▶ _WHAT THE TASK REQUIRES_
Copy the data below word for word, leaving out the pictures.

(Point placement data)
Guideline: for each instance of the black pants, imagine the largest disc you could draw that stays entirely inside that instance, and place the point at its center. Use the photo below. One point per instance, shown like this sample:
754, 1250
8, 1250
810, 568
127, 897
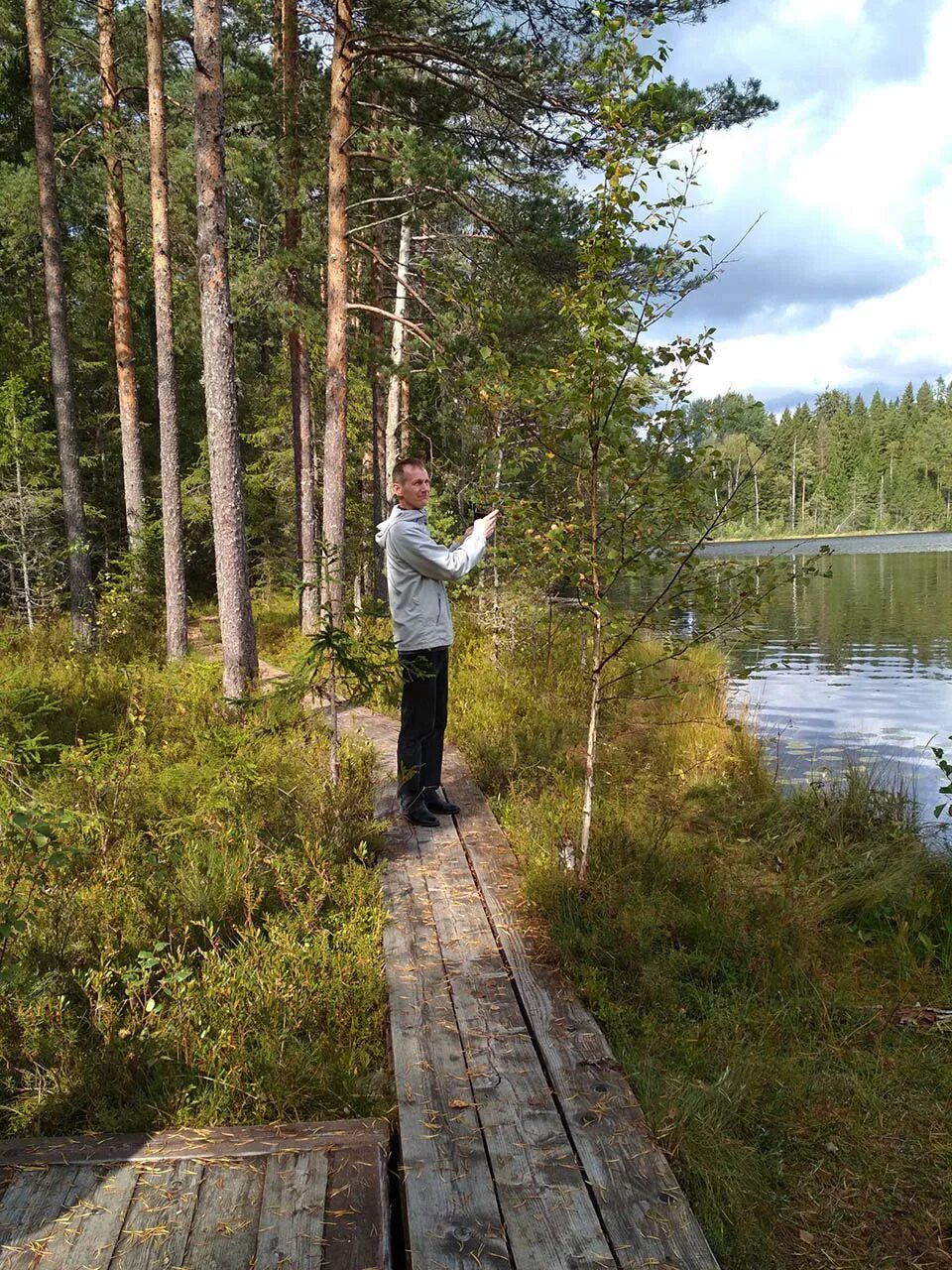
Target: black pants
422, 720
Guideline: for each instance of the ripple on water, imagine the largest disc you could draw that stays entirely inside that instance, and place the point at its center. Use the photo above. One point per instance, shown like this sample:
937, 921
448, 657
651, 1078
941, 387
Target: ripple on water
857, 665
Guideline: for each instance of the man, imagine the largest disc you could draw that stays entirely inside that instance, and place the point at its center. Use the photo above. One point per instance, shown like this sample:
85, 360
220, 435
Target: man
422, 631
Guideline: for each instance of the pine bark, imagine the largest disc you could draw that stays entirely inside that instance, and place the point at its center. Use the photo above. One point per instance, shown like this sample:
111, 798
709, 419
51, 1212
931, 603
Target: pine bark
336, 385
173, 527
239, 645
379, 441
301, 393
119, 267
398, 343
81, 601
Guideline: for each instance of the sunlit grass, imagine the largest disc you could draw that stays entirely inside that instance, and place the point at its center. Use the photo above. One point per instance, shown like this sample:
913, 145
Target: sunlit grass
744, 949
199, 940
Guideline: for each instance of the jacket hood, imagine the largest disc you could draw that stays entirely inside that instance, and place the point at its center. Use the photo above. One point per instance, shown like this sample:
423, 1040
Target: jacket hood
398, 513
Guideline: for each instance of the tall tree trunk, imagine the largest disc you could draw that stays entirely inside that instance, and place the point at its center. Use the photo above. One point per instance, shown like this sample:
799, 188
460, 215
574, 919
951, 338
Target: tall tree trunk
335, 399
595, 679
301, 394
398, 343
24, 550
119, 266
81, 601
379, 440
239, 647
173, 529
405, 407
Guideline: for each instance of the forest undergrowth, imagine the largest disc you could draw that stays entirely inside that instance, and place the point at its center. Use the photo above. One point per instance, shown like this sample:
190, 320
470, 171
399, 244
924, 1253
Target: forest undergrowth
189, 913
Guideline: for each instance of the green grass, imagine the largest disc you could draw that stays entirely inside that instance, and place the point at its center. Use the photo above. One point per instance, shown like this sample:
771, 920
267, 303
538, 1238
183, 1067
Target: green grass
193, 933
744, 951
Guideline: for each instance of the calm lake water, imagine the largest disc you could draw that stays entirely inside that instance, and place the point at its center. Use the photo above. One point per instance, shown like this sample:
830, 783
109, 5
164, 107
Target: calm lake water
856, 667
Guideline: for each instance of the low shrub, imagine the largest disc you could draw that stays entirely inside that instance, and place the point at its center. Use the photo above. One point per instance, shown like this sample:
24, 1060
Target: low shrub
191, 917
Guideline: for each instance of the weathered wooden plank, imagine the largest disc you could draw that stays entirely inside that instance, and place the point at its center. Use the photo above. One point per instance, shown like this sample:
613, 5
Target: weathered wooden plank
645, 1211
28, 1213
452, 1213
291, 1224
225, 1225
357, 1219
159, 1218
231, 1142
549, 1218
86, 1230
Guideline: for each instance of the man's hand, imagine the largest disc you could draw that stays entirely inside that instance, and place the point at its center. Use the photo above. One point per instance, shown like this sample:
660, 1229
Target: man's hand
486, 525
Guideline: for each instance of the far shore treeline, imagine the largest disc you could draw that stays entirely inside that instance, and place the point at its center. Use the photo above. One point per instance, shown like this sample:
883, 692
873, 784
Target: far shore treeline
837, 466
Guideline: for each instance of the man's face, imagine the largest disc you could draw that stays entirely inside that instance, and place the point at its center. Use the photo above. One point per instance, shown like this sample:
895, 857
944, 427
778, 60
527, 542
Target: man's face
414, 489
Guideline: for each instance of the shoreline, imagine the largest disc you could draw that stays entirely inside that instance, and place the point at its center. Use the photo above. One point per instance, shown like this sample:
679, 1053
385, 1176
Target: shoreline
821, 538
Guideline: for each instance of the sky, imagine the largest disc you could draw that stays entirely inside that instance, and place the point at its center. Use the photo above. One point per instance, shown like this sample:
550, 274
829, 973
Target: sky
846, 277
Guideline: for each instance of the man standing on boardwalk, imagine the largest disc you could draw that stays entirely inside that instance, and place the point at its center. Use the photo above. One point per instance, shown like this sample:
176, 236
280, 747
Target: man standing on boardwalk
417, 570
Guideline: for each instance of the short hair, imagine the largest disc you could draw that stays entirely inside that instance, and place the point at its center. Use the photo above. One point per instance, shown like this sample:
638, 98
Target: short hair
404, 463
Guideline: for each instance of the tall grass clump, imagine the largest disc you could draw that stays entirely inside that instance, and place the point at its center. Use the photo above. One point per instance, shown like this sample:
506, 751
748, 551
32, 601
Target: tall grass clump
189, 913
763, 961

▶ _COMPLETE ANSWER_
Guideline: for each instance of the black pants, imagine the largest disc you could draw that stays entirely inside that instance, and place the point at its center. Use the photo below. One point per instance, shown like this sample:
754, 1250
8, 1250
810, 568
127, 897
Target: black pants
422, 720
Guideline: for each instance of the ripple on water, imagine the largest disc you could draw that stays entirely inside that instance, and place the point at its center. Use the photo above. One point per instance, shown like this sample:
937, 921
448, 657
651, 1078
941, 387
Target: ripple on water
857, 665
Guideline: for each instance of the man, imagine the largest disc you could draw that stays entirely inside that instance, and place the point at its center. Use the photo above. One point per instance, shown like this sample:
85, 360
220, 435
Target: man
422, 631
Guideline: for each instance of the pine bark, imagine the largest disc you could draw that stays entirely inside that instance, and place the point at its center. Use the photo above. One point per instance, shown like this sample:
111, 798
709, 419
51, 1212
931, 603
Target: pine bark
336, 385
173, 527
239, 645
379, 441
301, 393
119, 267
398, 343
81, 601
Guideline: for each instance of the sunlit grass, imagine the largest disc you could draw that stays entirely inside that instance, and place the point at its center. Use the photo above. One point per instance, shown like this sample:
913, 145
Target: sunlit grass
744, 949
199, 940
Guideline: for each instance of the jacket hood, imagine the largest disc you could draw that stays entirely inside that instance, and place the point at its center. Use the photo above. One point per instance, shown like this sample:
423, 1040
Target: jacket hood
398, 513
Guideline: for each instance of the tall tree trunk, imagine the largest disc you could draw that stays entirely inside that instance, and place the point at its center. Use the photo above. One point per instance, shown like this sample:
799, 188
460, 215
574, 919
951, 338
Target: tall tree trunk
335, 399
595, 679
301, 394
398, 343
24, 550
119, 266
81, 601
379, 440
239, 647
173, 529
405, 407
Guideline: for each instance of the forest undergrowth, imagine the largest disc you could draw that stays entirely inside that instance, and place the point at its center. Use the photo above. One point per instance, shown like this sample:
190, 320
470, 171
399, 244
924, 1253
Target: forest undergrowth
189, 913
Guideline: for each instance of the green grass, imagine the largest disc you could draw that stays entirely inside that instance, and place the point at its center. Use the photo above. One point per instance, shown like this sample:
771, 920
267, 303
538, 1238
183, 1067
Target: green grass
193, 933
744, 951
Guideline: for each instance of the calm lake water, imagine the largest disc you could draw that stays entirely inside that instance, and place the point at its center. Use the photo above. One point per instance, shown like this sample:
830, 783
109, 5
164, 107
Target: calm lake water
856, 667
Guideline: for each instance of the low shrub, imagine the largest disc you could draw that stays entirely inside that instance, and place the point at its center. Use the photo above. One point per instance, shown like this sample:
24, 1060
Target: low shrub
191, 917
Guideline: for each instance of the weathered wooden plank, imagine the largest disc you could draw that stays entirely inside that instance, and place the point at its center. Use the photo above. One point per instance, shown like this sample:
613, 5
Target: weathered wooden plank
645, 1211
28, 1213
452, 1213
291, 1224
225, 1225
357, 1219
159, 1218
231, 1142
549, 1218
86, 1230
Guideline: for each instance of the man's hand, imagine the largest disc you could draw that stays entirely inside that instance, and place the point at its center. Use the photo above. One point per instance, shown like this sample:
660, 1229
Target: man's hand
486, 525
Guideline: for each instance of the far shore treeline, imagine the largest disc you could draw that stays entirely inside that instance, and place the point at its center. Use the photo above. One point per instance, shown like this sample:
883, 692
873, 784
Target: far shore treeline
837, 466
Guideline: for each instance of the man's face, imagine the largest disc you could draw that stays entirely inside that instance, and place the point at its center. Use the photo above. One point per instance, shown like this sample:
895, 857
944, 427
778, 60
527, 542
Target: man's face
414, 489
Guideline: for each instance of the shoreline, imagine the largest disc you could draw that stays entirely inside that instance, and place the point at its center. Use the photo above. One point per instance, shown like this sample:
679, 1053
385, 1176
Target: shoreline
821, 538
Guideline: for each instance of the sky, imagine the largest disc you could draw that stays entirely inside that instance, and place the point at its center. Use the photo above. One point per instance, shown like this sample:
550, 274
829, 973
Target: sky
846, 277
Guideline: for each instance of the man standing on boardwalk, imagine the largest disc you could draw that stays entirely inside that instance, and place the point at its center. Use the photo above. One point per instance, shown like this sample:
176, 236
280, 747
Target: man standing on boardwalk
417, 570
Guideline: for each instance of the short hair, imagine the largest disc you could draw that stays entirely inside that instance, and place the point at its center. Use the photo above. One point per instance, shown like this sample:
638, 98
Target: short hair
404, 463
Guideline: for each instance of the tall grass clump, imagine the largest disc you could draw that stays entirely inside that instance, and place the point at its center. Use the photo above. One point per instance, shown like this sample:
506, 751
748, 551
32, 601
Target: tall grass clump
189, 913
763, 961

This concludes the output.